Write down each entry again, exactly as it reads.

Begin Materials provided

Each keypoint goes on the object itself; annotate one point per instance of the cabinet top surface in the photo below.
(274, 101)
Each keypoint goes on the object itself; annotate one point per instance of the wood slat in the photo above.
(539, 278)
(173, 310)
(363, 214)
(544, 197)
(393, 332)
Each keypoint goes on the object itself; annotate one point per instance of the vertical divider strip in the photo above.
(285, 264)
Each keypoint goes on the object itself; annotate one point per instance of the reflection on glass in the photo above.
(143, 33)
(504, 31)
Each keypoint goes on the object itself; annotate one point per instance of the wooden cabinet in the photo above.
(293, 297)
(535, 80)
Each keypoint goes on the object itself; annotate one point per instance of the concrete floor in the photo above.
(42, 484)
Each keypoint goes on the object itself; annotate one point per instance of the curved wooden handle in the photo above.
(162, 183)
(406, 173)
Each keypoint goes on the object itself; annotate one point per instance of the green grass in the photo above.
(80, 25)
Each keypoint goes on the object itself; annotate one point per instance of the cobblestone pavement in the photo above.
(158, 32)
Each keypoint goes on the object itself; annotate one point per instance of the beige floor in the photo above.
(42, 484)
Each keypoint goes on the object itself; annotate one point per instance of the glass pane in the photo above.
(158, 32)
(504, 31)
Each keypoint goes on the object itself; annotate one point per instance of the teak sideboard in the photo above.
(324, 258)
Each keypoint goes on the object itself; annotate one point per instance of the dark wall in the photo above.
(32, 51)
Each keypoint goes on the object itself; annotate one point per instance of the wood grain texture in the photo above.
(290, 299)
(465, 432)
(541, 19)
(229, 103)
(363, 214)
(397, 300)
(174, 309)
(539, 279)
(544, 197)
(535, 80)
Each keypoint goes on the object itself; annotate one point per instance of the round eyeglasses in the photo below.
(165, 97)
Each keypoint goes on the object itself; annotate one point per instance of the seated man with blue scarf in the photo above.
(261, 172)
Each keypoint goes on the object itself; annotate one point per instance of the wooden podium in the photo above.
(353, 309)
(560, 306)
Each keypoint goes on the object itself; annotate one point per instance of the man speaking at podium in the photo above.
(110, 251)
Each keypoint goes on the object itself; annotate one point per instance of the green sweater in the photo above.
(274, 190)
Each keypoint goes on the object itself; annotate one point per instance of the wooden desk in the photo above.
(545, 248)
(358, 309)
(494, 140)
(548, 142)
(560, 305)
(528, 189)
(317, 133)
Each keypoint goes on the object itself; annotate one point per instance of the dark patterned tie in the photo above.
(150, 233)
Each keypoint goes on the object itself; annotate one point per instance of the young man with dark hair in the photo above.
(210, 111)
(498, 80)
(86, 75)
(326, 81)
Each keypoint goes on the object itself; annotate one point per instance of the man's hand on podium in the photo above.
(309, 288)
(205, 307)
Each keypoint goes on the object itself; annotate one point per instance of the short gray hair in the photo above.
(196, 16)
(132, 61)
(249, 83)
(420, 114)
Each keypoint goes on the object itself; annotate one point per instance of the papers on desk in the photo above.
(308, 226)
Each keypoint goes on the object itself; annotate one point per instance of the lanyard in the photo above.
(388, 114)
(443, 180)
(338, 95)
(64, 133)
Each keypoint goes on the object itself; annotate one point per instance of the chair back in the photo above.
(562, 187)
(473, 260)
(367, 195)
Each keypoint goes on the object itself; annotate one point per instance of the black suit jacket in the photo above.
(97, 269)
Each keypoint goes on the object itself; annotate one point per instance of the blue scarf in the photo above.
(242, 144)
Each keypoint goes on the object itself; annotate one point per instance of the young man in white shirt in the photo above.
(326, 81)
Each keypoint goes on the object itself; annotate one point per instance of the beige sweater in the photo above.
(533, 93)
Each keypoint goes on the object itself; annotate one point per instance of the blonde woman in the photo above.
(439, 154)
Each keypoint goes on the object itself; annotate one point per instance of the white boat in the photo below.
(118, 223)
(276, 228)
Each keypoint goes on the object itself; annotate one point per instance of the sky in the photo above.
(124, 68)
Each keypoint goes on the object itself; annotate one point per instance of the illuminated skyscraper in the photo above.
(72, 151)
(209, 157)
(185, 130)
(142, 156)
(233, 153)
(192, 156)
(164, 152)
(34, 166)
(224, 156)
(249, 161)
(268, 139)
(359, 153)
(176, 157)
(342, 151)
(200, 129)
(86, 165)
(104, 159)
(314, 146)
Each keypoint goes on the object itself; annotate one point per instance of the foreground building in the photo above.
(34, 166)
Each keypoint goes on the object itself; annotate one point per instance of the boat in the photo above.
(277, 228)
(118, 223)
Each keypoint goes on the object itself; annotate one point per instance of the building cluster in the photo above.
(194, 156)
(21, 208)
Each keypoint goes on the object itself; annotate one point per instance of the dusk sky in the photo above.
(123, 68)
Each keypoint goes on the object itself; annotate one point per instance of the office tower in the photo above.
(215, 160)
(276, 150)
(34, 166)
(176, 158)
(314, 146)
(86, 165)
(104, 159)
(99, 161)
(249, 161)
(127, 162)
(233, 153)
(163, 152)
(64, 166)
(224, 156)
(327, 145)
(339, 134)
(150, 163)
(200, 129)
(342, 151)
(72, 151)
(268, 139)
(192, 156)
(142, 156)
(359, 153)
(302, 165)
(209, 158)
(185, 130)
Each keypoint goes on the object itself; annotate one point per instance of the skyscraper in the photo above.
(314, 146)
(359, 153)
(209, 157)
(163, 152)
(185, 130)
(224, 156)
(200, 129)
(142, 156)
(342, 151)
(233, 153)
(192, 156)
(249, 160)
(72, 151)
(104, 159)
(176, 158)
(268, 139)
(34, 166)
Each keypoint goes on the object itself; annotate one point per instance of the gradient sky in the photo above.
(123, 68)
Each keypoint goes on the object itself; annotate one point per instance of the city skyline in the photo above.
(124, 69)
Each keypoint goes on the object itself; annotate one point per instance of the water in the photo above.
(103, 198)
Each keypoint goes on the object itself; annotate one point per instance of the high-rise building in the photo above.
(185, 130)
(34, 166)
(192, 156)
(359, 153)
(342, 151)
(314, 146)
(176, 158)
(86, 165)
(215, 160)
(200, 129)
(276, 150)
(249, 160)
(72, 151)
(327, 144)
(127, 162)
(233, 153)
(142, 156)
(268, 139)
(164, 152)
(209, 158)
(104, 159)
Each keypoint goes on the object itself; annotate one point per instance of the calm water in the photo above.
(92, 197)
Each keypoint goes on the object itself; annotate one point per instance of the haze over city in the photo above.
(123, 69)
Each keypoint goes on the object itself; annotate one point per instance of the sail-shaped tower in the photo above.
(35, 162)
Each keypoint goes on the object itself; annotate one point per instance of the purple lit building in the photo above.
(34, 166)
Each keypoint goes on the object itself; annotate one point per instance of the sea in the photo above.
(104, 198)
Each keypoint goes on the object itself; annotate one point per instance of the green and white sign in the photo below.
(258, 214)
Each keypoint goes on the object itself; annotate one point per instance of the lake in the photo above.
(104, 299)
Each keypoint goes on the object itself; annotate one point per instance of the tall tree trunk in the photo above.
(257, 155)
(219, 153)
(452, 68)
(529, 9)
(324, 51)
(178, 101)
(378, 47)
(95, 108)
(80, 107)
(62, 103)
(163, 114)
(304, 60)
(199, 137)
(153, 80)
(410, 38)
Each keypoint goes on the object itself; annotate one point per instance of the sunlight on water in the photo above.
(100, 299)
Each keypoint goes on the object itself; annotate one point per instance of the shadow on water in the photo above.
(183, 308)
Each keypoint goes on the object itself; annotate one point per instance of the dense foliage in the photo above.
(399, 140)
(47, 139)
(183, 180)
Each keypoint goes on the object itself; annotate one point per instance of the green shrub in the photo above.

End Materials provided

◆ **Complete output**
Each keypoint goes on the object itself; annotate one point per instance of the cabinet top surface in the photo below.
(274, 101)
Each keypoint goes on the object itself; annotate one point per instance of the wood slat in the photo above.
(539, 278)
(173, 310)
(363, 214)
(544, 197)
(393, 332)
Each keypoint goes on the object itself; annotate one point per instance of the vertical divider strip in the photo above.
(285, 264)
Each keypoint goes on the object itself; annotate one point per instance of the reflection on glass in the photo above.
(143, 33)
(504, 31)
Each keypoint goes on the object itself; annotate one point per instance of the wooden cabinet in the photo above.
(293, 297)
(535, 80)
Each keypoint goes on the object itself; annotate one point per instance of the concrete floor in the photo above.
(42, 484)
Each keypoint goes on the object itself; annotate one point per instance of the curved wooden handle in the photo above.
(162, 183)
(406, 173)
Each keypoint goes on the object itself; annotate one point per instance of the green grass in the photo above.
(80, 25)
Each keypoint goes on the object itself; annotate one point per instance of the cobblestone pavement in the photo above.
(158, 32)
Each keypoint goes on the object itself; annotate one point per instance of the beige floor in the photo above.
(42, 484)
Each keypoint goes on the object itself; annotate one point per instance of the glass pane in the photo above.
(158, 32)
(504, 31)
Each keypoint goes on the object itself; annotate one point per instance of the teak sideboard in the photo above.
(324, 258)
Each keypoint goes on the object itself; annotate one point per instance of the dark wall in the photo above.
(32, 51)
Each keypoint goes on the object itself; annotate one point per instance of the wood grain texture in the photo above.
(290, 299)
(465, 432)
(541, 19)
(229, 103)
(363, 214)
(397, 300)
(174, 309)
(539, 279)
(544, 197)
(535, 80)
Each keypoint goes on the object itself; annotate one point per instance of the round eyeglasses in the photo below.
(165, 97)
Each keypoint goes on the object itself; annotate one point per instance of the seated man with blue scarf in the photo above.
(261, 172)
Each keypoint goes on the object itself; annotate one point per instance of the wooden podium in the photo above.
(353, 309)
(560, 306)
Each keypoint goes on the object itself; annotate one point per instance of the man speaking at podium in the photo above.
(110, 251)
Each keypoint goes on the object itself; annotate one point per instance of the green sweater in the photo above.
(274, 190)
Each keypoint goes on the object itself; annotate one point per instance of the wooden desk in the photo above.
(545, 248)
(358, 309)
(494, 140)
(548, 142)
(560, 305)
(528, 189)
(317, 133)
Each keypoint goes on the object itself; annotate one point per instance of the dark patterned tie in the photo above.
(150, 233)
Each keypoint goes on the object itself; annotate one point per instance of the young man with dark hair in the photo above.
(210, 111)
(498, 80)
(86, 75)
(326, 81)
Each keypoint goes on the object itself; annotate one point per instance of the man's hand on podium in the photo above.
(309, 288)
(205, 307)
Each keypoint goes on the object itself; annotate one point per instance of the short gray hair in the photo above.
(196, 16)
(132, 61)
(249, 83)
(420, 114)
Each keypoint goes on the object itself; annotate one point per instance of the papers on desk in the photo above.
(308, 226)
Each keypoint goes on the object itself; annotate one point per instance of the lanyard in the photo above.
(388, 114)
(443, 180)
(338, 95)
(64, 133)
Each keypoint goes on the object itself; annotate one point per instance of the chair back in the photo above.
(562, 187)
(473, 260)
(367, 195)
Each keypoint goes on the object itself; annotate one point per instance of the black suit jacket in the photo above.
(97, 269)
Each keypoint goes on the object itself; annotate one point per instance of the blue scarf in the photo above.
(242, 144)
Each keypoint goes on the object itself; annotate one point per instance of the young man in white shirt in the photo above.
(326, 81)
Each keypoint goes on the object itself; annotate one point per instance of the beige sweater in the photo above.
(533, 93)
Each keypoint goes on the object itself; annotate one point per instance of the blonde woman in the photo above.
(439, 154)
Each keypoint goes on the object itself; annotate one point per instance of the white boat in the photo below.
(118, 223)
(276, 228)
Each keypoint goes on the object itself; annotate one point per instance of the sky in the photo above.
(124, 68)
Each keypoint goes on the object itself; annotate one point per instance of the illuminated skyscraper in the photo above.
(72, 151)
(209, 157)
(185, 130)
(142, 156)
(233, 153)
(192, 156)
(164, 152)
(34, 166)
(224, 156)
(249, 161)
(268, 139)
(359, 153)
(176, 157)
(342, 151)
(200, 129)
(86, 165)
(104, 159)
(314, 146)
Each keypoint goes on the object itself; annotate one point per instance of the foreground building in the photo above.
(34, 166)
Each keypoint goes on the object itself; annotate one point per instance of the boat in the photo above.
(277, 228)
(118, 223)
Each keypoint goes on the object itself; annotate one point per instance of the building cluster in the photo above.
(194, 156)
(21, 208)
Each keypoint goes on the object itself; annotate one point per instance of the dusk sky in the photo above.
(123, 68)
Each keypoint goes on the object itself; annotate one point per instance of the office tower in the photo above.
(215, 160)
(276, 150)
(34, 166)
(176, 158)
(314, 146)
(86, 165)
(104, 159)
(99, 161)
(249, 161)
(127, 162)
(233, 153)
(163, 152)
(64, 166)
(224, 156)
(327, 145)
(339, 134)
(150, 163)
(200, 129)
(342, 151)
(72, 151)
(268, 139)
(192, 156)
(142, 156)
(359, 153)
(302, 165)
(209, 158)
(185, 130)
Each keypoint goes on the object itself; annotate one point per instance of the skyscraper in the photo above.
(314, 146)
(359, 153)
(209, 157)
(163, 152)
(185, 130)
(224, 156)
(200, 129)
(142, 156)
(342, 151)
(233, 153)
(192, 156)
(249, 160)
(72, 151)
(104, 159)
(176, 158)
(268, 139)
(34, 166)
Each keypoint goes on the object itself; annotate one point per instance of the gradient sky in the photo above.
(123, 68)
Each keypoint goes on the object itself; annotate one point per instance of the city skyline in the photo above.
(124, 69)
Each keypoint goes on the object itself; annotate one point per instance of the water in the photo above.
(103, 198)
Each keypoint goes on the object itself; annotate one point per instance of the high-rise building in the photo above.
(185, 130)
(34, 166)
(192, 156)
(359, 153)
(342, 151)
(314, 146)
(176, 158)
(86, 165)
(215, 160)
(200, 129)
(276, 150)
(249, 160)
(72, 151)
(327, 144)
(127, 162)
(233, 153)
(142, 156)
(268, 139)
(164, 152)
(209, 158)
(104, 159)
Each keypoint goes on the object itself; annotate one point per instance of the calm water in the photo above.
(92, 197)
Each keypoint goes on the object itself; annotate one point per instance of the haze over city in the photo above.
(123, 69)
Each keypoint goes on the object itself; annotate one point per instance of the sail-shaped tower in the photo above.
(35, 162)
Each keypoint goes on the object itself; annotate one point per instance of the purple lit building in the photo above.
(34, 166)
Each keypoint goes on the object itself; annotate one point per instance of the sea in the photo above.
(104, 198)
Each keypoint goes on the object itself; annotate one point per instance of the green and white sign in the photo below.
(258, 214)
Each keypoint goes on the object itself; annotate one point per instance of the lake in the photo above.
(104, 299)
Each keypoint goes on the object itself; annotate one point per instance of the tall tree trunk in the photo above.
(257, 155)
(219, 153)
(452, 68)
(529, 9)
(324, 51)
(178, 101)
(378, 47)
(95, 108)
(80, 107)
(62, 103)
(163, 114)
(304, 60)
(199, 137)
(153, 80)
(410, 38)
Each keypoint goes on the object itself; annotate one point per instance of the sunlight on water in the photo above.
(100, 299)
Each keypoint goes on the object itself; annotate one point per instance of the shadow on water in the photo above.
(183, 308)
Each keypoint goes on the object itself; annotate one point per instance of the dense foliage in the photo above.
(399, 140)
(47, 139)
(183, 180)
Each keypoint goes on the object itself; annotate one point per instance of the green shrub in the photo above.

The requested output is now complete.